I have an "old" brass Doodlebug (Erie/Susquehanna rail motor car) that I purchased ostensibly unused a little while ago. To check its operation I lightly lubricated accessible moving motor components and insulated (with nail polish) potential points of conflict between the trucks and body parts to avoid shorts on tight curves.
It operated very well in forward and reverse when oriented in one direction. Changing rail polarity made no difference. When I reversed its orientation, its behavior became erratic: smooth running interrupted by hesitations and dead stops until prodded manually. Switching rail polarity did not help. This behavior occurred on tangent track as well as curves and turnouts. Note that other locos operate smoothly on the same test track.
I am befuddled as to why this should happen! Does anyone have any suggestions regarding cause and cure?
Thanks in advance,
Dante
Modeling HO Freelance Logging Railroad.
sfcoupleI recently had a similar issue that turned out to be an intermediate short between the motor and engine shell. The locomotive run perfect on the test track, but in the process of picking the engine up from the test track and placing it on my layout caused a slight movement of a part (s) resulting in an intermediate short. You may want to consider checking the nail polish insulation as this may be creating the erratic behavior you are describing. Wayne.
Thanks for the suggestion, Wayne; however, what puzzles me is that the orientation on the track seems to make the difference. When I return it to its original orientation, it runs fine again. As for the nail polish, that is only on a couple of low stirrups and steps that touch the truck frames only on tight (18") curves.
I ran into the exact opposite problem with a Tenshodo JNR EF-62 (Co-Co catenary motor) model. It would run fine with one end upgrade (my layout has very few level spots.) If it went over a summit and started downgrade it would buck and stall - but ran just fine back up the grade, only to turn prima donna once past the summit and headed down.

- Given task -
Answer these questions about the Doodlebug forum thread:
1. What material was used to insulate the points where the trucks could touch body parts?
2. What did Wayne's similar issue turn out to be?
3. Which model bucked and stalled once it passed a summit and headed downgrade?

- Dataset excerpt -
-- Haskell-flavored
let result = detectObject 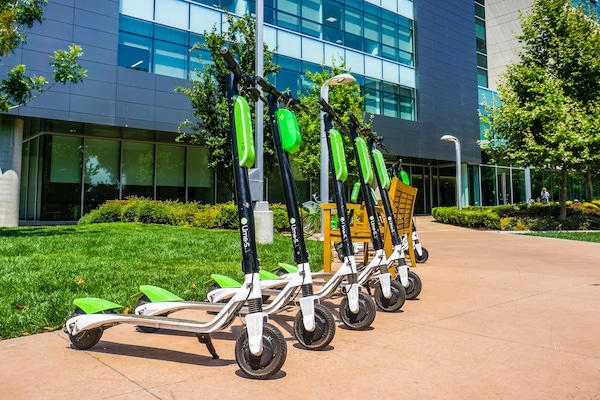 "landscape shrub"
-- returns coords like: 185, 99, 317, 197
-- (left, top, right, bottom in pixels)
79, 197, 296, 232
431, 202, 600, 231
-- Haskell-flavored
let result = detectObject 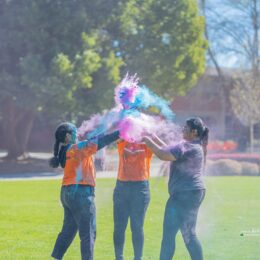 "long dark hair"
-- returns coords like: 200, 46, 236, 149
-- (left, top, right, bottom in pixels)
49, 122, 76, 168
186, 117, 209, 163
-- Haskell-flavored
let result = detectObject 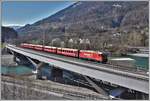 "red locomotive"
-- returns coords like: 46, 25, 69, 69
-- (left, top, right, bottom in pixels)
21, 43, 107, 63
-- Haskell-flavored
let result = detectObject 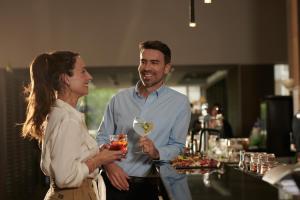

- Output for this task -
1. Nail polish.
2. An intermediate short between the motor and the engine shell.
3. A Tenshodo JNR EF-62 (Co-Co catenary motor) model.